Passage extrait |
* * * * *

Le gouvernement – surtout le ministère des Affaires maritimes et de la Pêche – voit la nature comme une simple marchandise qui sert à avantager un petit nombre de personnes. La détérioration des mangroves reflète le peu d’importance que le gouvernement accorde au rôle qu’elles jouent.

L’étude de la Royal Society a conclu que les dégâts causés à la mangrove par l’expansion des fermes crevettières ne sont pas comparables aux pertes subies par les communautés côtières et par la nature. En Thaïlande, par exemple, les fermes crevettières donnent un bénéfice de 9 632 USD par hectare qui ne profite qu’à une poignée de personnes.

L’expérience de la Thaïlande, où les gains sont privatisés et les frais sont à la charge du public, devrait orienter les politiques relatives à la protection contre l’exploitation d’écosystèmes aussi importants et critiques que les mangroves et qui, surtout, influent sur la vie de beaucoup de personnes. En Indonésie, trois facteurs déterminent surtout la dégradation des mangroves.

Le premier est l’expansion de l’industrie aquacole, comme dans le cas de la province de Lampung. Le deuxième est l’expansion urbaine, comme dans le golfe de Jakarta, à Padang (Sumatra occidental), à Makassar et à Manado (Sulawesi du Nord). Le troisième est la pollution de l’environnement. L’expansion actuelle des plantations de palmiers à huile aggrave aussi les dégâts que subissent les écosystèmes de mangrove en Indonésie.

* * * * *

Descriptions libres d'objets
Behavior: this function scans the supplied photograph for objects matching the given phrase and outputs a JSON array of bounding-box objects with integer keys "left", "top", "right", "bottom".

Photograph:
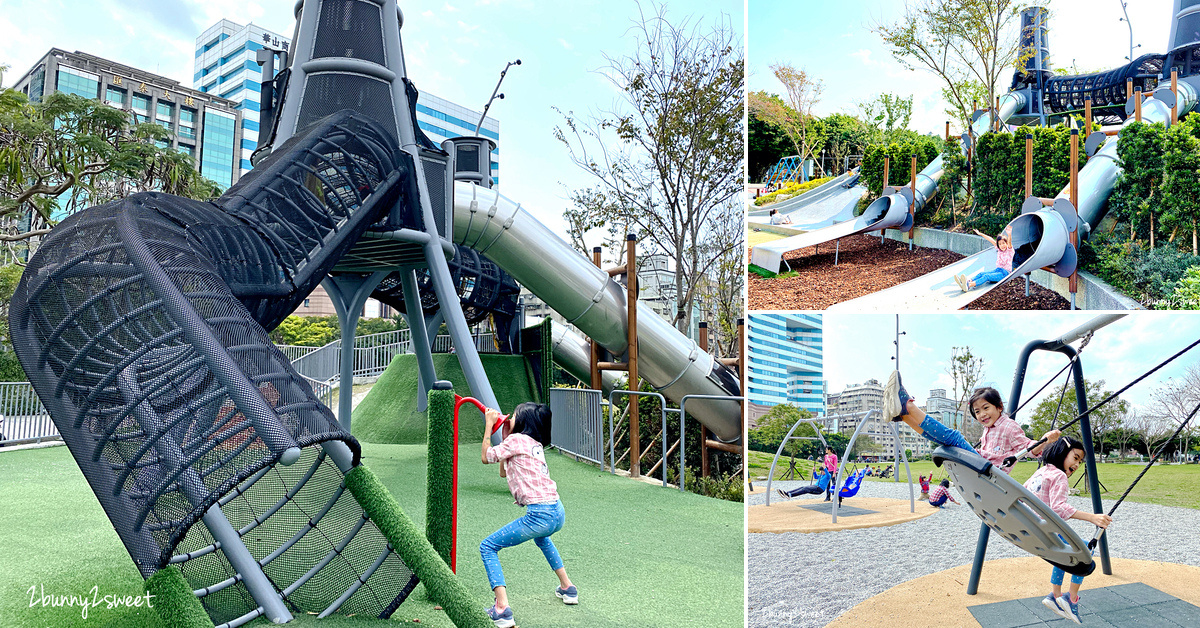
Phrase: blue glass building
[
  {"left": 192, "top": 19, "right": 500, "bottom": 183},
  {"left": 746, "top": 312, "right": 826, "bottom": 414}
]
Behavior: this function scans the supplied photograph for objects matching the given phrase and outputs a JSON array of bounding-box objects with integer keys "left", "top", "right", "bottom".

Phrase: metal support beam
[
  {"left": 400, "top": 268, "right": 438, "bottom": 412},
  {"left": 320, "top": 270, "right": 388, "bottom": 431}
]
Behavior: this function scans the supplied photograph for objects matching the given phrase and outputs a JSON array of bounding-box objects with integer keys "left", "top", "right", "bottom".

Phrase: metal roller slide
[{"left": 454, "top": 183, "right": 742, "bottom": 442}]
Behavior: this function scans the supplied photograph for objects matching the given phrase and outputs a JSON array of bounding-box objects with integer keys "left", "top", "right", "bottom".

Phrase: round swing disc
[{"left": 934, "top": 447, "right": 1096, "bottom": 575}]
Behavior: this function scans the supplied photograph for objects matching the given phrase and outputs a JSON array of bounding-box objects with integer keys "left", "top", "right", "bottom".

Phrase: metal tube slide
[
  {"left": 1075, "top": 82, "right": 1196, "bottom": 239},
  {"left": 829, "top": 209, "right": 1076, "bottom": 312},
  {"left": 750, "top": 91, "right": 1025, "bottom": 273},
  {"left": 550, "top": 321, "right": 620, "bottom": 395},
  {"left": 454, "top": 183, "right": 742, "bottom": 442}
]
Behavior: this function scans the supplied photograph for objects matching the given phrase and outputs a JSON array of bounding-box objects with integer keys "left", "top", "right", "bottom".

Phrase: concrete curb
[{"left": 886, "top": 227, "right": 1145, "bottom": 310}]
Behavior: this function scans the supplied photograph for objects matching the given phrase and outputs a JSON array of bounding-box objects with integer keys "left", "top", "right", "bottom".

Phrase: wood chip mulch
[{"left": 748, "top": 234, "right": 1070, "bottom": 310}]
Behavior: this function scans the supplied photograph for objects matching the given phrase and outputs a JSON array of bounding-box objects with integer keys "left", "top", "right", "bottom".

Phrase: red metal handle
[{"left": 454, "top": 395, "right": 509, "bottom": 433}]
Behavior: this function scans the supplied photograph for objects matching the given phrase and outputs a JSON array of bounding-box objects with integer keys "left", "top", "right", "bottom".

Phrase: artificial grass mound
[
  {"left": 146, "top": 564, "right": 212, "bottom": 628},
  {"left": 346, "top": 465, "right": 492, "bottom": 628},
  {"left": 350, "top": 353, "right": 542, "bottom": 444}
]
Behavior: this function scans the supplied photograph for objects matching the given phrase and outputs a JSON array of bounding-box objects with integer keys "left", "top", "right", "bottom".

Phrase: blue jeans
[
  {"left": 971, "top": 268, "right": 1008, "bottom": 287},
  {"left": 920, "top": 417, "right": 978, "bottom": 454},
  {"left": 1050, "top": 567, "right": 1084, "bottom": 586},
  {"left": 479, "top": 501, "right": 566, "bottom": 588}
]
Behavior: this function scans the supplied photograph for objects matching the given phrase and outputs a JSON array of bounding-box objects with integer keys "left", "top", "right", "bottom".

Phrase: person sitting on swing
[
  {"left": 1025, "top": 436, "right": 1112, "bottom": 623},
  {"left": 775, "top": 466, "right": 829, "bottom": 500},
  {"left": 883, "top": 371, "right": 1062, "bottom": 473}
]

* * * * *

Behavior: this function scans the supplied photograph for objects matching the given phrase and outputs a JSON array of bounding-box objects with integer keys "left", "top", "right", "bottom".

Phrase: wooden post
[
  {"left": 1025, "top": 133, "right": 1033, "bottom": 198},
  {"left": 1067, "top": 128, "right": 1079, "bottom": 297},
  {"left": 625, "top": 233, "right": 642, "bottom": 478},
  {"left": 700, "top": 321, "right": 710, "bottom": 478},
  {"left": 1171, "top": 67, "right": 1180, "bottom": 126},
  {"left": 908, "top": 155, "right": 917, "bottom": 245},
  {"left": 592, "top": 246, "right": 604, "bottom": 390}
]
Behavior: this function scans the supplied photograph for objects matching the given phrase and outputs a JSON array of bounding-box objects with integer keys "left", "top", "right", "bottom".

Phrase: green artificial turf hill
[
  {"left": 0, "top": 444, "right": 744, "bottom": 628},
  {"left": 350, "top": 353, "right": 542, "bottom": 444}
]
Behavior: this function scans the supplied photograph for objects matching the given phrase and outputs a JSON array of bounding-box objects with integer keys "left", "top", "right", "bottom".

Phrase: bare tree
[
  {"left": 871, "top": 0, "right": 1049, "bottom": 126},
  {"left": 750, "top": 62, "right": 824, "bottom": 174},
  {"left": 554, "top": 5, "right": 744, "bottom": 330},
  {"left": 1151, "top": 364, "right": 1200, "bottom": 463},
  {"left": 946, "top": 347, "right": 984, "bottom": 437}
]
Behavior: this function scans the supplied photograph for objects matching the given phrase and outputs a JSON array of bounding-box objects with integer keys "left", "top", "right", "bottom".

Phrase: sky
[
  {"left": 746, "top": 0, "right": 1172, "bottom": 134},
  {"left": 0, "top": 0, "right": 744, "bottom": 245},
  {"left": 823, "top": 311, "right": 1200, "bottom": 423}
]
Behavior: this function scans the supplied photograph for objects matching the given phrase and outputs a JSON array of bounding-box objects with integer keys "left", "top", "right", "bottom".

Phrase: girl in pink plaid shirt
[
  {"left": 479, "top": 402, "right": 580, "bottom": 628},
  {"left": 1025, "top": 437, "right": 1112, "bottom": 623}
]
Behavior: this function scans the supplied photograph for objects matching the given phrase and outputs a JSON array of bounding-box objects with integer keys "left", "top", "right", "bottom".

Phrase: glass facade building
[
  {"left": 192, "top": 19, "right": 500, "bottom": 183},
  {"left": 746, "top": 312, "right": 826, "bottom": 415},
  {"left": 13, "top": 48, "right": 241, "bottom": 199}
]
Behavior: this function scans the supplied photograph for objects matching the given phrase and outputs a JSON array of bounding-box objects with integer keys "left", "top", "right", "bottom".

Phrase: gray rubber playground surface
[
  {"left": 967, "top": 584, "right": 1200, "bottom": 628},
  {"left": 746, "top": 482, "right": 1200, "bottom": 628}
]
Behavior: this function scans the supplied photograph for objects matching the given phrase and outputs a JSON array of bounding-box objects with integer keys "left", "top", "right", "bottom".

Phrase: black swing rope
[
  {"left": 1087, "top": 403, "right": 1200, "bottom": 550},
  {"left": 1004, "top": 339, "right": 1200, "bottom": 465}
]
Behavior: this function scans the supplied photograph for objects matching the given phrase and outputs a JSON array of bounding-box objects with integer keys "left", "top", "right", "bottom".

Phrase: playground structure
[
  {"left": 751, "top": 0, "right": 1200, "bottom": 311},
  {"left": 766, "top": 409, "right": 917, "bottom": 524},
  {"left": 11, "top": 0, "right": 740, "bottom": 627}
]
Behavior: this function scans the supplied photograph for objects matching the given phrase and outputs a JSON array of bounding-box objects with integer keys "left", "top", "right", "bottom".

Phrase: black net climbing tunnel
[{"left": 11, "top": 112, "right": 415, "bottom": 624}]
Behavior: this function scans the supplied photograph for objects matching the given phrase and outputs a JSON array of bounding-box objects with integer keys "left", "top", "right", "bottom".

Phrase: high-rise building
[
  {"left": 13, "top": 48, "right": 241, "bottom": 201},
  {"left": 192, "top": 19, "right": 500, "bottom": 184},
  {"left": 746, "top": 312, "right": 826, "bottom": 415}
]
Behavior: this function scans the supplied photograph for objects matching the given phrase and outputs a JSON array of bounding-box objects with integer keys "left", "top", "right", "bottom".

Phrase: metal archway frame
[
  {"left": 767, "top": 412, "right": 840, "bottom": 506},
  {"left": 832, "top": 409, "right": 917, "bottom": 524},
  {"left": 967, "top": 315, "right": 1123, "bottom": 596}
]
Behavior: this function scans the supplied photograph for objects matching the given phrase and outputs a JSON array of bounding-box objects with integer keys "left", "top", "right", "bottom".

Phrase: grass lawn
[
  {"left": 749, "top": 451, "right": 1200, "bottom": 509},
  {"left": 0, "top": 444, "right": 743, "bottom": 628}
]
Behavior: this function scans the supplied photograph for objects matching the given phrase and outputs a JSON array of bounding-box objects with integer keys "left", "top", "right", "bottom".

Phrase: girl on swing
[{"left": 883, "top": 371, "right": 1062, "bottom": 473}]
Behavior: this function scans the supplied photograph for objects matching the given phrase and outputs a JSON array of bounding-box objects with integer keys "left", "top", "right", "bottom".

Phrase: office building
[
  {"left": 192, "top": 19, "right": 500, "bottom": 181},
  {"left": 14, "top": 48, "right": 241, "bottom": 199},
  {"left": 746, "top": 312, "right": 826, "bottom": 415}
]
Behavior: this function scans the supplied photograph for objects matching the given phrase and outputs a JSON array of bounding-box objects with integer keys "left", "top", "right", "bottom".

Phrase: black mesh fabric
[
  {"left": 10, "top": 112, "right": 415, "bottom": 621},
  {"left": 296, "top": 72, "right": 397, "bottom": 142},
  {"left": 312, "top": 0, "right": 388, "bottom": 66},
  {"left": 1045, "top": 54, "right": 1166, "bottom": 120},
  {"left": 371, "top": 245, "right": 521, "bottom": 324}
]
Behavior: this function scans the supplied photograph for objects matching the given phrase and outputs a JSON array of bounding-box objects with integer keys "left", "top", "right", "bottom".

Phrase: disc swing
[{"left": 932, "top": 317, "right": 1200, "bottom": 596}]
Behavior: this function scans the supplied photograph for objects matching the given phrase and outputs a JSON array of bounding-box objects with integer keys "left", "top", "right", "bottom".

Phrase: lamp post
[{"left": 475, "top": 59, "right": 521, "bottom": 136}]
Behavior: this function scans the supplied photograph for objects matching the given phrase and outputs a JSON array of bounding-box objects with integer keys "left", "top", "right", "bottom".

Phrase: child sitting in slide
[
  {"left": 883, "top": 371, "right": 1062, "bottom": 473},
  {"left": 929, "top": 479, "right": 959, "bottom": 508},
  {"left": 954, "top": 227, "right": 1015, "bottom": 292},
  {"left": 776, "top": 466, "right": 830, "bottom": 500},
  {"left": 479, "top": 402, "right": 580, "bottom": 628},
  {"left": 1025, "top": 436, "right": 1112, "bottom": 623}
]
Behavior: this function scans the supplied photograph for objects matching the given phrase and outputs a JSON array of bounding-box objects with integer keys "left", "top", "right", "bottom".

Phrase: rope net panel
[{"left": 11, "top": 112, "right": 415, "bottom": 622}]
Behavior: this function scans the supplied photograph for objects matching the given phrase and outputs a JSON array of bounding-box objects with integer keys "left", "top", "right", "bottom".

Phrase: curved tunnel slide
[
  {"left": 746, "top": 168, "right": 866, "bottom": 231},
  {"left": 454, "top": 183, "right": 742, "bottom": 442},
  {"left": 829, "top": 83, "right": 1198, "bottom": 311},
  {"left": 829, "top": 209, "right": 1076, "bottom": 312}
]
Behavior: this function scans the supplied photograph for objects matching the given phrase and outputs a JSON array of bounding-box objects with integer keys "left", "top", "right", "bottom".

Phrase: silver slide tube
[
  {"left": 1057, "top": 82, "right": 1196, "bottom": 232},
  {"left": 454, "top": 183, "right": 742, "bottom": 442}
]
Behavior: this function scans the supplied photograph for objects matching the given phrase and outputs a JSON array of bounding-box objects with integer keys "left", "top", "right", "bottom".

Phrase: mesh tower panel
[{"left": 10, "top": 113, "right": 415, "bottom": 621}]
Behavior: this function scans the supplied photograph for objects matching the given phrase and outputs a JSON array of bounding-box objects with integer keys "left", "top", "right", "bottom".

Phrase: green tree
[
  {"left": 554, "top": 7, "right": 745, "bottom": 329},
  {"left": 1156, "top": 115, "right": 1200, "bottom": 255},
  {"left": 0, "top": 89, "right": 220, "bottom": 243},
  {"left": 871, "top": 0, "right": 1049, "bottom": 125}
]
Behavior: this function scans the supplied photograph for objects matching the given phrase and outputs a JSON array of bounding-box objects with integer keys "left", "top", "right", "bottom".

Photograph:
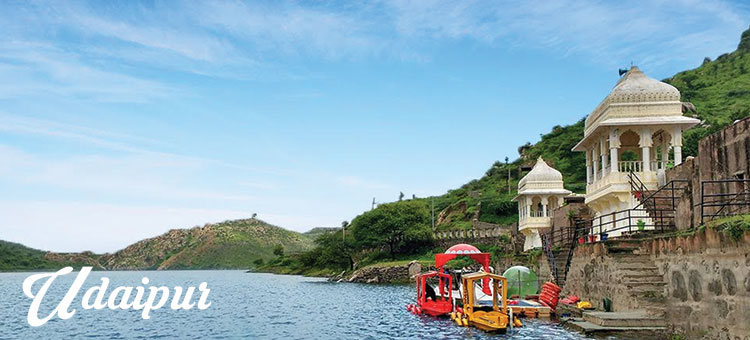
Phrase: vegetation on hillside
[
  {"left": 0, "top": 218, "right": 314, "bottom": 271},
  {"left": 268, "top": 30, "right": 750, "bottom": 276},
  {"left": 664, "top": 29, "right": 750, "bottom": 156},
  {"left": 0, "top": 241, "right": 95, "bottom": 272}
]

* * * * *

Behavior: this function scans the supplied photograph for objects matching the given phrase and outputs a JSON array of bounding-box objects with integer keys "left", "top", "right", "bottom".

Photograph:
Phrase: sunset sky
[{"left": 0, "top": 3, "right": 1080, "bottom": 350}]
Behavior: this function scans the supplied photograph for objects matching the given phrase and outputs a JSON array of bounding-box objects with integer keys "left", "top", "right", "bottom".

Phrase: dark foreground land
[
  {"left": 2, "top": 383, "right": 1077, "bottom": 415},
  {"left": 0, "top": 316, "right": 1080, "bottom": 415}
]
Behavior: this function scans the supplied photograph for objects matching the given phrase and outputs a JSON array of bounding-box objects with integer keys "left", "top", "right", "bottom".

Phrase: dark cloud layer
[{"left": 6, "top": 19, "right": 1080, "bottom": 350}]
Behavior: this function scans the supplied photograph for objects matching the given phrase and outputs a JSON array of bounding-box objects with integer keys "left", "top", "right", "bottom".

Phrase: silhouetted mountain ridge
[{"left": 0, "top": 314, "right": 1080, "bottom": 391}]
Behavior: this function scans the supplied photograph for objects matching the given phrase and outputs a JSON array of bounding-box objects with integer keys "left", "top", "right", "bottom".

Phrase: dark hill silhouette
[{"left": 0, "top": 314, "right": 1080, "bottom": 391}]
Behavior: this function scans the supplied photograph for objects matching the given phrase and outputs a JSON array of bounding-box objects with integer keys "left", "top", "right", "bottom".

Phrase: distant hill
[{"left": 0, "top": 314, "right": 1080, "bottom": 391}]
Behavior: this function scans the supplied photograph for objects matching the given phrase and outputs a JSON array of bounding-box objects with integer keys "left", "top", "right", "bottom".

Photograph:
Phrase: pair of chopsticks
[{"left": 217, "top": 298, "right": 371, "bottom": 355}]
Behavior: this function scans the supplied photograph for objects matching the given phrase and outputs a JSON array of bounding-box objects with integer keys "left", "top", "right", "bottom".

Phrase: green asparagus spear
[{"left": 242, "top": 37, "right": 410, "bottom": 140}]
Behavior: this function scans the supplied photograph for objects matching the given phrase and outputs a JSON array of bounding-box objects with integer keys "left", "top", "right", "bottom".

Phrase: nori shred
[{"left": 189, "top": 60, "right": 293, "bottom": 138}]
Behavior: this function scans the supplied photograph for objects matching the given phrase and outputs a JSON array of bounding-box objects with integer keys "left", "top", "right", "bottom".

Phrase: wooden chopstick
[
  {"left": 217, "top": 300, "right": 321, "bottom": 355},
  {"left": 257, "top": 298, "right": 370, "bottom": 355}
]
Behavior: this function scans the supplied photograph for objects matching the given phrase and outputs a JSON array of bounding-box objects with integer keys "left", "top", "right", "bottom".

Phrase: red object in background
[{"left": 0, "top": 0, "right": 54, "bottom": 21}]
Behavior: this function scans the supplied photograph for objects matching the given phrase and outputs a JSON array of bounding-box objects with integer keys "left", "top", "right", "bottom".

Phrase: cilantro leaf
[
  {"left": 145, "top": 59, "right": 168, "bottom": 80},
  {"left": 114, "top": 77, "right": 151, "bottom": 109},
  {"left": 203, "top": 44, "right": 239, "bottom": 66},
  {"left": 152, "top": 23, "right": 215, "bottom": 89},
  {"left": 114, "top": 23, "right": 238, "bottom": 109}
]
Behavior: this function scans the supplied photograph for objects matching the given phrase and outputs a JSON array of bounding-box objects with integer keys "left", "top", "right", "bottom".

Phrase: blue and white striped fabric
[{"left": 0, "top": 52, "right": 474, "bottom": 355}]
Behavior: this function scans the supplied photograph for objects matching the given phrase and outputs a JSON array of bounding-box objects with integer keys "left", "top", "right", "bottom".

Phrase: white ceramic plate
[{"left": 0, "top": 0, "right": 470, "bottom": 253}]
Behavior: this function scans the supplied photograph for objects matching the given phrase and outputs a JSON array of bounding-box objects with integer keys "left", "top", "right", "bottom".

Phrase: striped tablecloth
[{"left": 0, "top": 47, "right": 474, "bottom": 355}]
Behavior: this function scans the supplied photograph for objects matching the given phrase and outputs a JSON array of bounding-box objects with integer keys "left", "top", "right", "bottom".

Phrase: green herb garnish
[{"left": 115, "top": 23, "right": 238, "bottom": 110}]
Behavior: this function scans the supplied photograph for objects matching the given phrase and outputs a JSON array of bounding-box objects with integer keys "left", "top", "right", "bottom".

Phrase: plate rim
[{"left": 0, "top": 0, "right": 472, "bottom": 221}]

* * * * *

Travail demandé | Reproduisez l'extrait sur les mangroves à partir des mots « Le premier est » jusqu'aux mots « mangrove en Indonésie. » inclus.

Réponse |
Le premier est l’expansion de l’industrie aquacole, comme dans le cas de la province de Lampung. Le deuxième est l’expansion urbaine, comme dans le golfe de Jakarta, à Padang (Sumatra occidental), à Makassar et à Manado (Sulawesi du Nord). Le troisième est la pollution de l’environnement. L’expansion actuelle des plantations de palmiers à huile aggrave aussi les dégâts que subissent les écosystèmes de mangrove en Indonésie.